Then you can use a muscle vibrator on your hip and lower back. This will help break up the tension in the cramoped muscles. Lay on your stomach, expose the sore area and turn the thing on med to high and move it over the lower back and hip for about 10 -15 minutes. Do not massage the calf! This will dissappear when the pinched nerve is gone. Finally wrap a heating pad and sleep with in under your hip on low. I know you have been told to never sleep with a HP but on low and wrapped it is okay. Besides, most of us get up in the night anyway, so you can check it. Lie on your back in bed!! If you can sleep without a pillow--great.Do not sleep on your side as that pulls the muscle tighter over a period of time, and you are back at start.
This routine will help the pain leave in 1-2 days.
If you can get to a yoga teacher and start a class that is great. Yoga is a great stress reliever and will take care of lots of other aches and ains as well. Flexibility is what you need here. The more stretch you have in your muscles & tendons the better you will function all day, all year and the younger you feel. 
I had a car accident 33 years ago, got the piched nerve and went to DR , chrios and did the meds for years. Then I found yoga and that was it.
I wish you all luck because I know how bad it feels.
Please think about yoga, even you guys. You'd be surprised.


----------



## Ed_Stanton (Dec 28, 2004)

Specific stretches that I learned from several physios over the years and my inversion table have eliminated .... yes, eliminated, several years of sciatic pain for me. It seems that neither one on it's own keeps it away, but both in combination and done regularily do. I'd show you the stretches if I could, but any physio should be able to help. Drugs and home remedies may mask the pinched sciatic nerve problem rather than address it and fix it, which long term won't help, or, if they do help, then perhaps the nerve wasn't being irritated that badly? I'd suggest seeing a physio for stretches and suggest traction to try it and also trying an inversion table yourself if you can, after perhaps consulting with your physio and doctor. http://www.teeterhangups.com/

Yoga has also been of benefit to me but not as much as the inversion table. Also be careful as not all who teach Yoga know the body and the repercussions of Yoga all that well. A couple of teachers encouraged me to do movements that would have me bending forward which irritated the problem. Maybe long term the movements would have helped, but it was the exact opposite of the advice of my physios who said that bending forward at the waist would irritate the problem, especially while it was irritated.

Living so far from a physio etc., I had to learn to address the problem rather than always try to get someone else to fix it. Also, it's something that I was advised that I'd have to do for the rest of my life and I do see that once it goes away, if I do nothing, the pain always comes back.

◆ Study questions ◆
- 1) According to the thread on sciatic pain, how long ago did the first writer's car accident take place?
- 2) Reproduce word for word the portion of the thread on sciatic pain that begins at the words "Yoga has also" and stops after the words "it was irritated.".
- 3) Extend the thread on sciatic pain, picking up after its final sentence.
The records have no connection to the thread on sciatic pain.

Entries drawn from a collection:
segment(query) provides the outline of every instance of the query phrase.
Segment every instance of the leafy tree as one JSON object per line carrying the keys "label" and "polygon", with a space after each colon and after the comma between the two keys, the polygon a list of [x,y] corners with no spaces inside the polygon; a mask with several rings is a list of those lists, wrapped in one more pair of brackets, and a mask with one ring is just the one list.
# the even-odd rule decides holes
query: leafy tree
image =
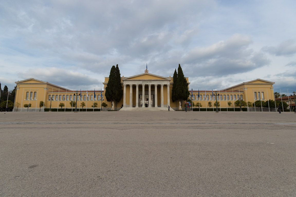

◆ Per-task answers ◆
- 1) 33 years ago.

- 2)
Yoga has also been of benefit to me but not as much as the inversion table. Also be careful as not all who teach Yoga know the body and the repercussions of Yoga all that well. A couple of teachers encouraged me to do movements that would have me bending forward which irritated the problem. Maybe long term the movements would have helped, but it was the exact opposite of the advice of my physios who said that bending forward at the waist would irritate the problem, especially while it was irritated.

- 3)
----------



## Charleen (May 12, 2002)

Thanks to all for your suggestions and for sharing your experiences. 

celticheart - It seems to pain me more when laying flat on my back in bed, unless my knees are bent. Or, I have much less pain when on my side with my knee (on the affected side) bent up to my chest. I agree with the yoga stretches and have begun adding a few of them to my usual excercises that my chiropractor has suggested.

Ed- I'd love an inversion table. I've often felt like I'm being 'compressed' and I enjoy being stretched vertically. Hmm...I think my family would think I'm nuts if I asked for an inversion table for Christmas.


----------



## Ed_Stanton (Dec 28, 2004)

Charleen, your pain and positions sound very familiar. Right now, the nerve and or disc could be inflamed and you need to get that inflammation down. Ibuprofen for a few days could help, as well as cycling an ice and heat pack, some rest and walking. I would only add very gentle yoga or stretching and nothing that has you bend forward at the waist.

Don't worry about what your family thinks ;-) they already know your true state of mind. When my friends and family have seen me use the inversion table, everyone is intrigued and amazed and it has helped everyone with back pain like yours and mine (assuming no other medical condition is the cause), that has also tried the inversion table.

My 84 year old mother has had sciatic pain for many years, but being old school, did not keep up with the physio that did provide relief and even after some surgery, the problem persists for her and she lives in constant pain. She lives too far from me to use the table, across the country, and I'm not sure that she would anyway, as she prefers miracle cures that involve less work.

If there are any fitness stores that you can visit, they'll probably let you try one and teach you how to use it. They probably won't or shouldn't let you go completely inverted, but any gentle stretching could help.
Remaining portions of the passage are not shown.